Format the stretch of the records from the line containing "of the aquatic" through the line containing "pixel 101 62", both included, as a Markdown table with the columns Row and Text, leaving out any blank lines.

* Begin *

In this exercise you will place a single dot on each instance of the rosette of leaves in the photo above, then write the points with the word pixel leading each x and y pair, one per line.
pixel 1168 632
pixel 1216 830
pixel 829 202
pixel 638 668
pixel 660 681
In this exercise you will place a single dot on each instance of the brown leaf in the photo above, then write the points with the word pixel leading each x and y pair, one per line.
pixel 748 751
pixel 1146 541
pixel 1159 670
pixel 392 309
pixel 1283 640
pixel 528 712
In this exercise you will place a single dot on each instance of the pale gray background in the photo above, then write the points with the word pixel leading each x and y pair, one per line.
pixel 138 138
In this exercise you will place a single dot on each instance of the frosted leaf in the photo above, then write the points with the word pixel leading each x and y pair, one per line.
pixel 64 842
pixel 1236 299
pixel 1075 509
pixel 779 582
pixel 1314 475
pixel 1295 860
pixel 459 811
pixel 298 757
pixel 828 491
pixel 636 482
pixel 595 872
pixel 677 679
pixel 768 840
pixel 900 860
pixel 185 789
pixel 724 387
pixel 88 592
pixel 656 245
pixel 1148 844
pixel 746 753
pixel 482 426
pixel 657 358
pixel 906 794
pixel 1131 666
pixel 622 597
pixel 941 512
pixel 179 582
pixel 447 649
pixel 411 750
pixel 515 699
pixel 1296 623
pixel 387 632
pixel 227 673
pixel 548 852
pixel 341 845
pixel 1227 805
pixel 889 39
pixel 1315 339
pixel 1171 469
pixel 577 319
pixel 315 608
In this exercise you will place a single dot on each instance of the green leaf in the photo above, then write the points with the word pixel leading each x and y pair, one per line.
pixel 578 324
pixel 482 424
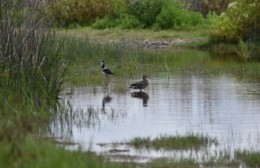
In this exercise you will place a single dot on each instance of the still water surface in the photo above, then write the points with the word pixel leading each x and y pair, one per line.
pixel 220 107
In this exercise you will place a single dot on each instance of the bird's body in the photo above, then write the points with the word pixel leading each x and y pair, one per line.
pixel 141 84
pixel 105 70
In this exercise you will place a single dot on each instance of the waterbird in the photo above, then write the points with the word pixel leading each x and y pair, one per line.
pixel 105 70
pixel 141 84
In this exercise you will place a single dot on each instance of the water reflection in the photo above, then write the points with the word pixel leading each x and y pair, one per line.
pixel 141 95
pixel 106 99
pixel 221 107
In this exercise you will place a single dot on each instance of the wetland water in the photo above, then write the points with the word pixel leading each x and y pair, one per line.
pixel 221 107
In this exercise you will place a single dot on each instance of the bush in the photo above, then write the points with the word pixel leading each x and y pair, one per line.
pixel 173 15
pixel 146 11
pixel 240 21
pixel 80 11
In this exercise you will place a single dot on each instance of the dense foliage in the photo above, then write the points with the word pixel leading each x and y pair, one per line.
pixel 79 11
pixel 31 71
pixel 168 14
pixel 240 21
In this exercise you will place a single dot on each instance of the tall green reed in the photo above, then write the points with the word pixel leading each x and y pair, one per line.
pixel 32 64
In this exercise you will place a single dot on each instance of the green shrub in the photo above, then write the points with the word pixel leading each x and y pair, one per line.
pixel 173 15
pixel 79 11
pixel 240 21
pixel 146 11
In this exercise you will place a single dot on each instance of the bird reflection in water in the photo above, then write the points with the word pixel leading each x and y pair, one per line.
pixel 141 95
pixel 107 98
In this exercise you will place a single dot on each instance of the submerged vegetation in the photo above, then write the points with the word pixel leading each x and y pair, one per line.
pixel 172 142
pixel 36 64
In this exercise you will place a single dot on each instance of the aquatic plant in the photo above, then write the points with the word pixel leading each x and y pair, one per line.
pixel 32 64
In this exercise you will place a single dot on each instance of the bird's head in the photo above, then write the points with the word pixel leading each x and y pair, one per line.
pixel 145 76
pixel 101 62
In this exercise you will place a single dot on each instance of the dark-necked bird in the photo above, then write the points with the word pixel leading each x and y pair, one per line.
pixel 141 84
pixel 105 70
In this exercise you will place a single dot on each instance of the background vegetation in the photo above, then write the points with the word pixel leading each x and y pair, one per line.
pixel 34 61
pixel 227 21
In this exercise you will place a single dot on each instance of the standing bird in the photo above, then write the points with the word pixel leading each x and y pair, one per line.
pixel 141 84
pixel 105 70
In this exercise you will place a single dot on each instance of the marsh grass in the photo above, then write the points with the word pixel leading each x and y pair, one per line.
pixel 130 60
pixel 252 159
pixel 31 153
pixel 188 142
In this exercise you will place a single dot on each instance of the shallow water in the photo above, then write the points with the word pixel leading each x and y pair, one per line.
pixel 221 107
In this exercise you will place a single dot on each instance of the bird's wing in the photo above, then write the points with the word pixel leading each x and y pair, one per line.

* End *

## [FULL ANSWER]
| Row | Text |
|---|---|
| 1 | In this exercise you will place a single dot on each instance of the aquatic plant in the photo above, then write the points with the word pixel leading each x and y pair, one per line. |
| 2 | pixel 32 64 |
| 3 | In this exercise you will place a single dot on each instance of the bird's head in the photo above, then write the points with the word pixel leading each x and y pair, one per line. |
| 4 | pixel 145 76 |
| 5 | pixel 101 62 |